▸ **What is being asked**: List each line of the records below that contains the string "flower". Case counts.
──────
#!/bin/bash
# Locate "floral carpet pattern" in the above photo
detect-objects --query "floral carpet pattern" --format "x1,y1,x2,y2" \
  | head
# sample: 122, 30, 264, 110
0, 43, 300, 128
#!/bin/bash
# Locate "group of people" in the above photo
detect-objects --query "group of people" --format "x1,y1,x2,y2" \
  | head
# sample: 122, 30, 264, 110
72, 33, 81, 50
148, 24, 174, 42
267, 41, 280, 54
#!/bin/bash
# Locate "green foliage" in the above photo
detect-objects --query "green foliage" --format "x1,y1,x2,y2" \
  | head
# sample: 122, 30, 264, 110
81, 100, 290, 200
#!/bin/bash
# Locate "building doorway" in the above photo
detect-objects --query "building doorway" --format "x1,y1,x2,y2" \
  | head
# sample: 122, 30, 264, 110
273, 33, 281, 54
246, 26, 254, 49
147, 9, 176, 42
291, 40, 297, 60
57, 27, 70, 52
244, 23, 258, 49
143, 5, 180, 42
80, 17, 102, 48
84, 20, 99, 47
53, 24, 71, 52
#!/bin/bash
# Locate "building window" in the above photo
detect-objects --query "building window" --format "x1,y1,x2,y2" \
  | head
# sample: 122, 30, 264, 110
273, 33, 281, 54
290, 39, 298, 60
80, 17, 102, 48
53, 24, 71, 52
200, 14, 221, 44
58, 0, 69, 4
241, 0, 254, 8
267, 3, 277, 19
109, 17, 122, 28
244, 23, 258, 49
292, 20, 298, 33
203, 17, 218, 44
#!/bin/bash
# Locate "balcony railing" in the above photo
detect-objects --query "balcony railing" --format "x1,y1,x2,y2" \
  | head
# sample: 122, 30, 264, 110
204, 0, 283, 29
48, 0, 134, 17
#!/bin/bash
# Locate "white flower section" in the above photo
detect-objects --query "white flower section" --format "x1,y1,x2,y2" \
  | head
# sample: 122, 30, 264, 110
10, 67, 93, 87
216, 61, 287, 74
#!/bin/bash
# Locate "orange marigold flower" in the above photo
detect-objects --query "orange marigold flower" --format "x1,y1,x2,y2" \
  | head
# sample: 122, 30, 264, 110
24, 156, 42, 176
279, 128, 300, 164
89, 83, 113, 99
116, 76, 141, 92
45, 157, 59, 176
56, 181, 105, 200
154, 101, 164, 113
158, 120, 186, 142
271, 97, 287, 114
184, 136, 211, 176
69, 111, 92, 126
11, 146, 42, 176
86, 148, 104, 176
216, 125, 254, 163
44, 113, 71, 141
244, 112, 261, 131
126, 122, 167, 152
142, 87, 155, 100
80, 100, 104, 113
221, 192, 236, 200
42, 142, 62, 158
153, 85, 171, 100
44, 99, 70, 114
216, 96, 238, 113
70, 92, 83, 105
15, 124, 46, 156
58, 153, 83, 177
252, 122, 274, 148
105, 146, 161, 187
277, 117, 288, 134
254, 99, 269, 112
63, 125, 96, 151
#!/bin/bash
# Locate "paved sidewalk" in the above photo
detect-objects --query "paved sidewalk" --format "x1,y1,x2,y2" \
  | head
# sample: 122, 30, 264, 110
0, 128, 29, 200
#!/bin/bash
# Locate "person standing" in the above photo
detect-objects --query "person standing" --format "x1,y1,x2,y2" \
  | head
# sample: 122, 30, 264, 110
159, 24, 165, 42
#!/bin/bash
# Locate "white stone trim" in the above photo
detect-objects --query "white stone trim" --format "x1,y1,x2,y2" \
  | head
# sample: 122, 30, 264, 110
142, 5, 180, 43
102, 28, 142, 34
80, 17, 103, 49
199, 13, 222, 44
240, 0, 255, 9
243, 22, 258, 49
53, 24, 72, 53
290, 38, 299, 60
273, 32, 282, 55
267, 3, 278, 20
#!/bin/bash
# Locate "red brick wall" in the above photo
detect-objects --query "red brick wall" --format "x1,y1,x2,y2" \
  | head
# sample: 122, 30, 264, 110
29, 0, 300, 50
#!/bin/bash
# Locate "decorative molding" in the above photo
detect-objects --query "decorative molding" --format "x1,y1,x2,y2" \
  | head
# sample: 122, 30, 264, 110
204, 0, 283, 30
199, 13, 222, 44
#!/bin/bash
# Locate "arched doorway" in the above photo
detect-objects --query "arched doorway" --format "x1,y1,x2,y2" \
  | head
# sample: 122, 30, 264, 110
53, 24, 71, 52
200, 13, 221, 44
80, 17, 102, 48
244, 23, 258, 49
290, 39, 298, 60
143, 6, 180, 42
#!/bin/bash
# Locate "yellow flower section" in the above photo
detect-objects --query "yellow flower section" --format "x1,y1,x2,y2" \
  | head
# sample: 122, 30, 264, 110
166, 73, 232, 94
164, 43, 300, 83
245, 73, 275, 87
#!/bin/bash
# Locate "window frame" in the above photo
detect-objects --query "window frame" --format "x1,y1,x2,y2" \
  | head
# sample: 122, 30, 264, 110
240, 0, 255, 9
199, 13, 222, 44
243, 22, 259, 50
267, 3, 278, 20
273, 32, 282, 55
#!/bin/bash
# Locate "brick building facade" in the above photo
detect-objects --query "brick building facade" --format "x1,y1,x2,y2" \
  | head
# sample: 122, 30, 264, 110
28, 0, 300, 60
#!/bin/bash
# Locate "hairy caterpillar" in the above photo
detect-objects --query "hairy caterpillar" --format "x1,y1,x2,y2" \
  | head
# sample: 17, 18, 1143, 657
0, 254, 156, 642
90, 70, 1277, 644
──────
▸ **Expected answer**:
# Locate "white flower section" in the above photo
detect-objects --query "white flower section" --format "x1,y1,x2,y2" \
# Locate "orange marigold flower" in the above photo
detect-objects --query "orange marigold flower" --format "x1,y1,x2,y2" \
# Locate "yellow flower section" in the above photo
detect-objects --query "yellow flower section" --format "x1,y1,x2,y2" \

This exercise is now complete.